_Task statement_
Reproduce all the entries exactly and keep the pictures out.

_Data for this task_
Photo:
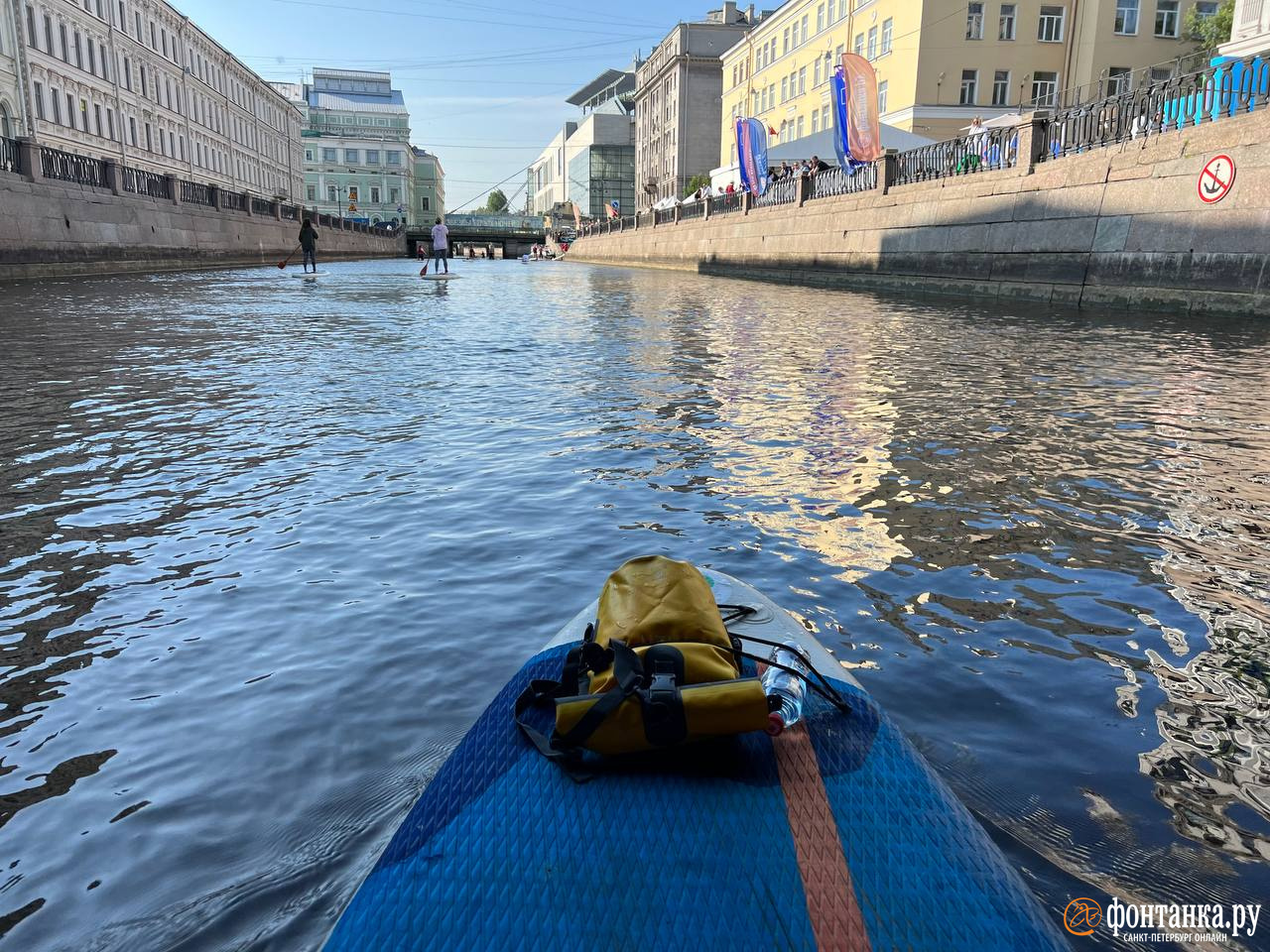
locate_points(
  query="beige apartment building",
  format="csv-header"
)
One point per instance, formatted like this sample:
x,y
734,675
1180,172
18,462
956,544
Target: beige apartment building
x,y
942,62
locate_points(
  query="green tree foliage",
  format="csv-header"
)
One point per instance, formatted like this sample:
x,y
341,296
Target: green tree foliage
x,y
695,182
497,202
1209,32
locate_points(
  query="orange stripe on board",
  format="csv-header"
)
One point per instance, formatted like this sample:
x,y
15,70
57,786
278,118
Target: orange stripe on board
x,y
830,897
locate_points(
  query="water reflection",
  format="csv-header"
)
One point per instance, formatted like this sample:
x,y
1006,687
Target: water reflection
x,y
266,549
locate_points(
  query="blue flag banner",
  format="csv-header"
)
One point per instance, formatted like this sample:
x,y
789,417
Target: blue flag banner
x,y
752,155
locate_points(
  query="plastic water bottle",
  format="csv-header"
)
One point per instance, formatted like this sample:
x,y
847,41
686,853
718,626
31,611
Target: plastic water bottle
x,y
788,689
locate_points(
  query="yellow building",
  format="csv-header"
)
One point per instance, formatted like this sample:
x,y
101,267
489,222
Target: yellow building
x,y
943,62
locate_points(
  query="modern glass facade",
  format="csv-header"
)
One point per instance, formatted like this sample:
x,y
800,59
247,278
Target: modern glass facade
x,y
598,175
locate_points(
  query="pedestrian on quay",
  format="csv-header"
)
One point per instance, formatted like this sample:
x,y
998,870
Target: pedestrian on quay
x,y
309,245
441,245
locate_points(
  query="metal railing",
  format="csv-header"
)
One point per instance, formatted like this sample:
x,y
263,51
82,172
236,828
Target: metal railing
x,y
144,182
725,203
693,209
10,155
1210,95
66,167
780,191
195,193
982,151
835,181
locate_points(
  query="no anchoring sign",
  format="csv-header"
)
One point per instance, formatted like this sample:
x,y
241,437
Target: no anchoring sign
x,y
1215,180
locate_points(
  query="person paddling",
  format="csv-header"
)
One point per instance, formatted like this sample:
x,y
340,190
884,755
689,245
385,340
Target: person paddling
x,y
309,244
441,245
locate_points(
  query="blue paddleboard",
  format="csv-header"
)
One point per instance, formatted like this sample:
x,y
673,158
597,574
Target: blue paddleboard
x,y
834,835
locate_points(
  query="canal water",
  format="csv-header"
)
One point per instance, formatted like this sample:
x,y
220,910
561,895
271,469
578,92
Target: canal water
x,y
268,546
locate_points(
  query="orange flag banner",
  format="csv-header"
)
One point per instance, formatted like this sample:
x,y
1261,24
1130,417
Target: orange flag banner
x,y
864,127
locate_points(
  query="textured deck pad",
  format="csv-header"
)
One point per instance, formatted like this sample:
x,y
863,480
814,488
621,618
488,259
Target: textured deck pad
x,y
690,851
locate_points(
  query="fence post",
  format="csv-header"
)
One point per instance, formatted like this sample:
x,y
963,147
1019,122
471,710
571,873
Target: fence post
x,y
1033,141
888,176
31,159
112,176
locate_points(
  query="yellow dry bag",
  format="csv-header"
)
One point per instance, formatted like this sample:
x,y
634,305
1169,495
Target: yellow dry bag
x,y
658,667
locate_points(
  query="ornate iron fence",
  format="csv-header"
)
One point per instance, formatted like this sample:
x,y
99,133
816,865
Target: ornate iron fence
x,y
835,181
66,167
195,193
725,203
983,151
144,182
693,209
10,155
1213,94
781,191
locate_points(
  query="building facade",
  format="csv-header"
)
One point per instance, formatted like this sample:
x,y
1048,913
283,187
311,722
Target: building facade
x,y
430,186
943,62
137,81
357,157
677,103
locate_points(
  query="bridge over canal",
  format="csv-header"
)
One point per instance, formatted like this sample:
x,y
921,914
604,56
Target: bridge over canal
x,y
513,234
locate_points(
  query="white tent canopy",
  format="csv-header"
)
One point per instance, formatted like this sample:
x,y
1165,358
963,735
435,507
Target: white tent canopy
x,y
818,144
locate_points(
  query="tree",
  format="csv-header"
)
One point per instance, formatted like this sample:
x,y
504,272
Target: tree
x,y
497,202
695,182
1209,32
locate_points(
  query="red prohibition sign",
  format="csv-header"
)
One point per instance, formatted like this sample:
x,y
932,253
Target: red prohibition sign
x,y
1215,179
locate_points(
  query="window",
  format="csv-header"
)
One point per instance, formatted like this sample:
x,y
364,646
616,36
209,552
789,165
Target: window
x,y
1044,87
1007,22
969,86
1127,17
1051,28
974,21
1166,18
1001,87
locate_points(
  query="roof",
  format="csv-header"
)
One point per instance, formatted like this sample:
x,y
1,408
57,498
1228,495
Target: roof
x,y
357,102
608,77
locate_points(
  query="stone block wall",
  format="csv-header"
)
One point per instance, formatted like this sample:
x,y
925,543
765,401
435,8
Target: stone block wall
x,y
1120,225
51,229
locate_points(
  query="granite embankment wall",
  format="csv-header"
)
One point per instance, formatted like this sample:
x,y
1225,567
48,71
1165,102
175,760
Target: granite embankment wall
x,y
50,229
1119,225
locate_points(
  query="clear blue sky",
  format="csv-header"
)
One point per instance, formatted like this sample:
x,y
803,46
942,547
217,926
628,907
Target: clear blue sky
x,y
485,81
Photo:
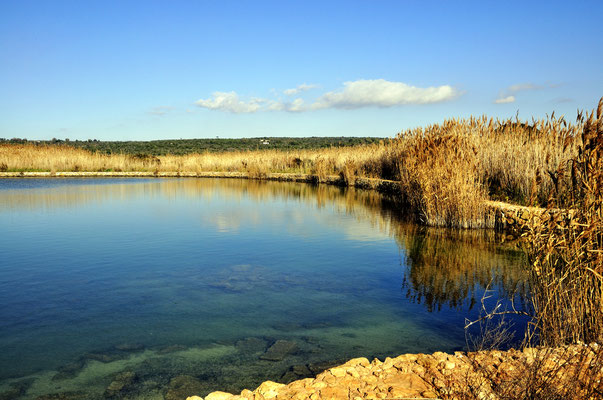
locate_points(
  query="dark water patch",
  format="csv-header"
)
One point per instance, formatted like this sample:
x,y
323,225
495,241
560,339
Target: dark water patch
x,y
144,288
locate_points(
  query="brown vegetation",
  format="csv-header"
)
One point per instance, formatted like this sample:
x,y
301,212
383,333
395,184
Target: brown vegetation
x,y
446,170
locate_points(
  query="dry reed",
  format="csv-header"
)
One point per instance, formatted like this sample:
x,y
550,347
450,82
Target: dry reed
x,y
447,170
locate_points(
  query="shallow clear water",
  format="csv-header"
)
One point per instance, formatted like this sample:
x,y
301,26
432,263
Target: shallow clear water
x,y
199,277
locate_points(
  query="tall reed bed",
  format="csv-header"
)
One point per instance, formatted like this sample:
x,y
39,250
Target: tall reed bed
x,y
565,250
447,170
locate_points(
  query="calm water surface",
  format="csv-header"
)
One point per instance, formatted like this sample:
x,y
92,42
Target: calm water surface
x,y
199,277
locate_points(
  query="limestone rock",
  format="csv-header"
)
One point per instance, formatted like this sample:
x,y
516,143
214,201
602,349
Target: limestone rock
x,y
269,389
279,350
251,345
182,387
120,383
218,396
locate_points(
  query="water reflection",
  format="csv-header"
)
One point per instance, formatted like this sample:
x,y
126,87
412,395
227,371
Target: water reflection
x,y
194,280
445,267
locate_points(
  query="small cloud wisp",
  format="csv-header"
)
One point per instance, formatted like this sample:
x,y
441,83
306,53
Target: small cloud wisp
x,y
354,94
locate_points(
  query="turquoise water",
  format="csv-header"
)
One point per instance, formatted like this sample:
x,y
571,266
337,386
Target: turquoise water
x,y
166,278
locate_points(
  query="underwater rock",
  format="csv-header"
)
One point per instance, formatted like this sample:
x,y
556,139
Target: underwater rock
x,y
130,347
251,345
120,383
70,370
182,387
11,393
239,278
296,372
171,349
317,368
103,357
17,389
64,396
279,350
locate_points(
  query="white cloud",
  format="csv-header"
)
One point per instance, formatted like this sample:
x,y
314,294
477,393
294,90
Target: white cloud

_Task solution_
Photo:
locate_points(
  query="beige apartment building",
  format="csv-header"
)
One point per instance, formatted like this sample:
x,y
734,675
1180,172
18,462
956,544
Target: beige apartment building
x,y
942,62
locate_points(
  query="green tree foliage",
  format="csv-header"
)
One point per instance, formatted like this sample:
x,y
341,296
Target: green tree foliage
x,y
695,182
497,202
1209,32
locate_points(
  query="orange stripe on board",
  format="csv-header"
)
One point per instance, formatted like this sample:
x,y
15,70
57,786
278,118
Target: orange stripe on board
x,y
830,897
locate_points(
  query="water reflection",
  format="csv-header"
)
One point per instance, formatted like this sample:
x,y
1006,687
Target: water reflection
x,y
266,549
locate_points(
  query="blue flag banner",
  format="csv-header"
)
One point per instance, formatted like this sample:
x,y
789,417
Target: blue flag banner
x,y
752,155
locate_points(
  query="plastic water bottle",
  format="csv-header"
)
One point per instance, formatted like this sample:
x,y
847,41
686,853
718,626
31,611
Target: plastic water bottle
x,y
788,689
locate_points(
  query="yellow building",
  format="csv-header"
)
One point per instance, formatted like this sample:
x,y
101,267
489,222
Target: yellow building
x,y
943,62
locate_points(
  query="modern glass facade",
  format="csv-header"
)
One point per instance, formatted like this sample:
x,y
800,59
247,278
Target: modern glass facade
x,y
598,175
locate_points(
  query="pedestrian on quay",
  format="csv-header"
)
One point per instance, formatted like this sample:
x,y
998,870
Target: pedestrian on quay
x,y
309,245
441,245
locate_points(
  query="metal railing",
  format="csv-header"
)
One point per instance, formatted like this sample:
x,y
263,51
82,172
236,828
Target: metal railing
x,y
144,182
725,203
693,209
10,155
1210,95
66,167
780,191
195,193
982,151
835,181
locate_points(
  query="no anchoring sign",
  format="csv-header"
)
One point per instance, formatted like this sample:
x,y
241,437
Target: no anchoring sign
x,y
1215,180
locate_points(
  query="person paddling",
  format="csv-header"
)
One point per instance, formatted like this sample:
x,y
340,190
884,755
689,245
385,340
Target: person paddling
x,y
309,244
441,245
locate_points(
  query="blue paddleboard",
  format="csv-header"
)
One point per instance, formatted like this sample:
x,y
673,158
597,574
Target: blue paddleboard
x,y
834,835
locate_points(
  query="canal water",
  format="csv-header"
)
One point per instance, formatted like this sample:
x,y
220,910
561,895
271,469
578,92
Target: canal water
x,y
268,546
locate_points(
  query="orange flag banner",
  format="csv-header"
)
One point per instance, formatted like this sample:
x,y
1261,24
1130,417
Target: orange flag banner
x,y
864,127
locate_points(
  query="textured deck pad",
  format="csv-header"
)
One point per instance, formatted like this sample:
x,y
863,480
814,488
621,618
488,259
Target: textured deck pad
x,y
690,851
locate_points(
  query="fence post",
  format="csv-header"
)
One point per instance, formatted like this sample:
x,y
963,147
1019,122
471,710
571,873
Target: fence post
x,y
1033,141
888,176
31,159
112,176
locate_points(
  query="yellow dry bag",
  format="csv-header"
)
One point per instance, formatted like this sample:
x,y
634,305
1169,495
Target: yellow dry bag
x,y
658,667
locate_points(
  query="ornate iron fence",
  format="csv-header"
)
One point per instance, formatted like this sample:
x,y
99,133
816,865
Target: ornate iron fence
x,y
835,181
66,167
195,193
725,203
983,151
144,182
693,209
10,155
1213,94
781,191
locate_points(
  query="building facade",
  format="csv-header"
)
One point per instance, formatted like this sample:
x,y
1048,913
283,187
311,722
Target: building facade
x,y
430,186
943,62
137,81
357,157
677,103
locate_points(
  query="bridge over canal",
  format="csv-header"
)
One point per instance, formatted like this sample:
x,y
921,914
604,56
Target: bridge over canal
x,y
513,234
locate_points(
  query="white tent canopy",
  format="csv-header"
)
One point per instance, formatted like this sample:
x,y
1165,358
963,735
435,507
Target: white tent canopy
x,y
818,144
locate_points(
  query="tree",
  format="csv-header"
)
One point per instance, formatted like this sample:
x,y
504,272
Target: tree
x,y
497,202
695,182
1209,32
locate_points(
  query="red prohibition sign",
  format="csv-header"
)
One point per instance, formatted like this sample:
x,y
932,253
Target: red prohibition sign
x,y
1215,179
locate_points(
  query="window",
  format="csv-header"
)
One point per instance, formatted like this sample:
x,y
364,646
616,36
209,552
789,165
Target: window
x,y
1044,87
1007,22
969,86
1127,17
1051,28
974,21
1166,18
1001,87
locate_points(
  query="roof",
  format="csv-header"
)
One point per instance, formatted like this sample:
x,y
1,408
57,498
1228,495
Target: roof
x,y
357,102
608,77
locate_points(
  query="stone block wall",
  format="csv-header"
)
One point per instance, formatted like this sample:
x,y
925,543
765,401
435,8
Target: stone block wall
x,y
1120,225
51,229
locate_points(
  query="granite embankment wall",
  format="csv-header"
)
One point per instance, formatted like this sample:
x,y
1225,567
48,71
1165,102
175,760
Target: granite embankment wall
x,y
50,229
1119,225
locate_points(
  query="clear blue sky",
  format="csv-header"
)
One point per instance, formatted like this sample:
x,y
803,46
942,547
217,926
628,907
Target: clear blue sky
x,y
485,81
Photo:
locate_points(
  query="dark water patch",
  format="csv-header"
)
One point per instance, formatted like this sample:
x,y
323,225
495,241
560,339
Target: dark water patch
x,y
144,288
locate_points(
  query="brown vegetation",
  format="csv-header"
)
One point per instance, formatted like this sample:
x,y
301,212
383,333
395,184
Target: brown vegetation
x,y
446,170
locate_points(
  query="dry reed",
  format="csv-header"
)
One point per instance, formatted like this sample:
x,y
550,347
450,82
Target: dry reed
x,y
447,170
locate_points(
  query="shallow clear water",
  format="csv-header"
)
One point per instance, formatted like this sample:
x,y
301,26
432,263
Target: shallow clear water
x,y
199,277
locate_points(
  query="tall reed bed",
  format="csv-header"
)
One point per instance, formatted like this sample:
x,y
39,250
Target: tall reed bed
x,y
565,250
447,170
locate_points(
  query="calm water surface",
  format="csv-header"
)
One point per instance, formatted like this sample:
x,y
92,42
Target: calm water surface
x,y
199,277
locate_points(
  query="limestone rock",
  format="csv-header"
)
One point per instance, formatted like this sample:
x,y
516,143
214,201
602,349
Target: limestone rock
x,y
269,389
279,350
251,345
182,387
120,383
218,396
locate_points(
  query="water reflection",
  format="csv-header"
)
One point per instance, formatted like this sample:
x,y
126,87
412,395
227,371
Target: water reflection
x,y
194,280
445,267
locate_points(
  query="small cloud wisp",
  format="csv-header"
)
One point per instance, formatted like this sample:
x,y
441,83
306,53
Target: small cloud wisp
x,y
354,94
locate_points(
  query="turquoise water",
  format="csv-header"
)
One point per instance, formatted like this sample:
x,y
571,266
337,386
Target: turquoise water
x,y
166,278
locate_points(
  query="underwater rock",
  format="csv-header"
)
One point per instance, formatted like this sample:
x,y
556,139
Target: underwater rock
x,y
130,347
251,345
120,383
70,370
182,387
11,393
239,278
296,372
171,349
317,368
103,357
17,389
64,396
279,350
locate_points(
  query="white cloud",
  format="csv-header"
)
One point per instance, formatted like this sample:
x,y
314,294
477,393
294,90
Target: white cloud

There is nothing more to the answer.